EXERCISE REQUIREMENTS
Collect all lines from the records below that include the word "vehicle".

(Segmentation mask data)
-------

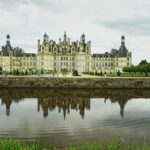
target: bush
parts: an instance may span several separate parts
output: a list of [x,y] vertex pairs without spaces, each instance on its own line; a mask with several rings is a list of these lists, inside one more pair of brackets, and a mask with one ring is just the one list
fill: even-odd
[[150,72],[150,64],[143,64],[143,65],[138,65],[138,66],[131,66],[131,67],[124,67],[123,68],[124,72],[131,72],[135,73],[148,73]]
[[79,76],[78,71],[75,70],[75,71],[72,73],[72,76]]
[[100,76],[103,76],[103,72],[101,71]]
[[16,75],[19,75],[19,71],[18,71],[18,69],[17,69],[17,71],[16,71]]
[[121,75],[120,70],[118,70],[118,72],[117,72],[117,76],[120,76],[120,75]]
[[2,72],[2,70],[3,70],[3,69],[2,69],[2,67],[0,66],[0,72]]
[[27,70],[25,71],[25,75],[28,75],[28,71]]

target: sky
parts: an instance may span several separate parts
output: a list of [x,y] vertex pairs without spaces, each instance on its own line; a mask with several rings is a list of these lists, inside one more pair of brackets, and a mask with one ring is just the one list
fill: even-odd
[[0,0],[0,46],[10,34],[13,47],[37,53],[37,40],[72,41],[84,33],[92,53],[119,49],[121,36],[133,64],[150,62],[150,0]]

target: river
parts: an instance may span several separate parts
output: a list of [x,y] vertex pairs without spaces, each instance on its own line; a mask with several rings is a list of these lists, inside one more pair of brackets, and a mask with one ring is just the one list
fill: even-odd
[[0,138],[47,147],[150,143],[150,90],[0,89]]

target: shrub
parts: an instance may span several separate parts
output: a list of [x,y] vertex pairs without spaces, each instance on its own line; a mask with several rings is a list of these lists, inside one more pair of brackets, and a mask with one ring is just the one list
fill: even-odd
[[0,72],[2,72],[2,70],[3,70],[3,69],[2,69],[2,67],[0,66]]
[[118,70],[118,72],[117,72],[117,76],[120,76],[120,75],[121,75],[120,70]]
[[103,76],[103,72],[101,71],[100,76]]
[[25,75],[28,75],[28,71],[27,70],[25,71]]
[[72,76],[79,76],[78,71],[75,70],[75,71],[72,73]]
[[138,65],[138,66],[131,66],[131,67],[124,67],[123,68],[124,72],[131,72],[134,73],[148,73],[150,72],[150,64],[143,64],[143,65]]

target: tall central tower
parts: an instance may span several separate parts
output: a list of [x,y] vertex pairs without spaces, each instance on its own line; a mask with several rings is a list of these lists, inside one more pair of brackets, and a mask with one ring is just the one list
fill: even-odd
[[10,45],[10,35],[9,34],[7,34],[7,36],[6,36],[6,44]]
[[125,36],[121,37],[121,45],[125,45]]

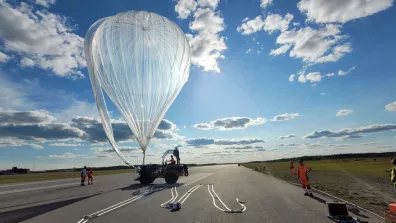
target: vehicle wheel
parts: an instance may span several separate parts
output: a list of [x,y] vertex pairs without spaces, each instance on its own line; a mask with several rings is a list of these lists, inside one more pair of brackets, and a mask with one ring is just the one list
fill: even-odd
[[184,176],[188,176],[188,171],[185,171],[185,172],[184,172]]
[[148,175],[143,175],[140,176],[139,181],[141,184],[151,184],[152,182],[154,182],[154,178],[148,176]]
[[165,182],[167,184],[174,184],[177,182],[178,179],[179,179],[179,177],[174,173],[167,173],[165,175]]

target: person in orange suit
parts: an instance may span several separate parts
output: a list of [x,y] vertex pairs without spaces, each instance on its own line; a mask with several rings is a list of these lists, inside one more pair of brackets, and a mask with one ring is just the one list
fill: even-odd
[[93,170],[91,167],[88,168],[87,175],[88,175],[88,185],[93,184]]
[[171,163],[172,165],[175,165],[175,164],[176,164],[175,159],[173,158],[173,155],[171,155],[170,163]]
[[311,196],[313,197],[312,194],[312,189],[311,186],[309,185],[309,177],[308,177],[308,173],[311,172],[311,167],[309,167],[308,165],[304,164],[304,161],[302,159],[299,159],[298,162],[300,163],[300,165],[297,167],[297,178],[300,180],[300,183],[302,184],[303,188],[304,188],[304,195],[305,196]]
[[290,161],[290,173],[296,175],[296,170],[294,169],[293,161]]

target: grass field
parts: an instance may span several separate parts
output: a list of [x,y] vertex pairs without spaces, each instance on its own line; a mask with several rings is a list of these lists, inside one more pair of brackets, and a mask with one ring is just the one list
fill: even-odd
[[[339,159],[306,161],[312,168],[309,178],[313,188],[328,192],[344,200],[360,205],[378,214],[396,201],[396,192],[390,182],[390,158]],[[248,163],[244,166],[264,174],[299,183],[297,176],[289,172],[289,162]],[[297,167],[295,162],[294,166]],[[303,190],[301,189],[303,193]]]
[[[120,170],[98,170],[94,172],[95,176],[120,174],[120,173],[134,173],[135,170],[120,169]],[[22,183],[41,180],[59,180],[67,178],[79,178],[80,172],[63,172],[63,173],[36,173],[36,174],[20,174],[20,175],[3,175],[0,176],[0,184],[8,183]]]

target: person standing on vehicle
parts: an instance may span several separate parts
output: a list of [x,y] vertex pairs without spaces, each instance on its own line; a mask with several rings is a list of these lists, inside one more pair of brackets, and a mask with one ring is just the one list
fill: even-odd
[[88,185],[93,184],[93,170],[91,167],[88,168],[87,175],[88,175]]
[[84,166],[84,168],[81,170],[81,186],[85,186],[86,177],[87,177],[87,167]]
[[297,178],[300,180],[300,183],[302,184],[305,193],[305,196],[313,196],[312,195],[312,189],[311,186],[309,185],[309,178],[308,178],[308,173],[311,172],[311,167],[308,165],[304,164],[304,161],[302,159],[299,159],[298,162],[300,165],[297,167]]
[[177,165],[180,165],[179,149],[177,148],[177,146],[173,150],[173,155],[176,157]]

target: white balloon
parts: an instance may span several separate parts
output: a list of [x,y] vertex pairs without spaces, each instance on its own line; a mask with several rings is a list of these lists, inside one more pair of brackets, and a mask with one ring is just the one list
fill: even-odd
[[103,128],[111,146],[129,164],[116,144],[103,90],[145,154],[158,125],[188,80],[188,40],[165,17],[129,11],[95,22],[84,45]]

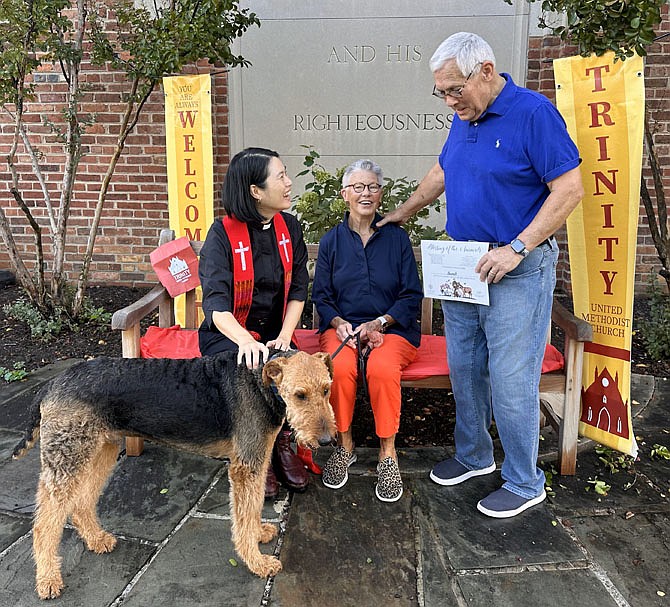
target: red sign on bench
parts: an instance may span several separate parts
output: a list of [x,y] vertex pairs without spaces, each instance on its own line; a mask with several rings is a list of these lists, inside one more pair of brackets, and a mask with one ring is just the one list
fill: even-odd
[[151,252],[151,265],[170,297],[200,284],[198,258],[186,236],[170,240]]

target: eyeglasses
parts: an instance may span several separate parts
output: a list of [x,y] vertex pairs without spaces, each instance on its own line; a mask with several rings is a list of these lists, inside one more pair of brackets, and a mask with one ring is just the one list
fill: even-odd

-------

SOLUTION
target: vehicle wheel
target: person standing on vehicle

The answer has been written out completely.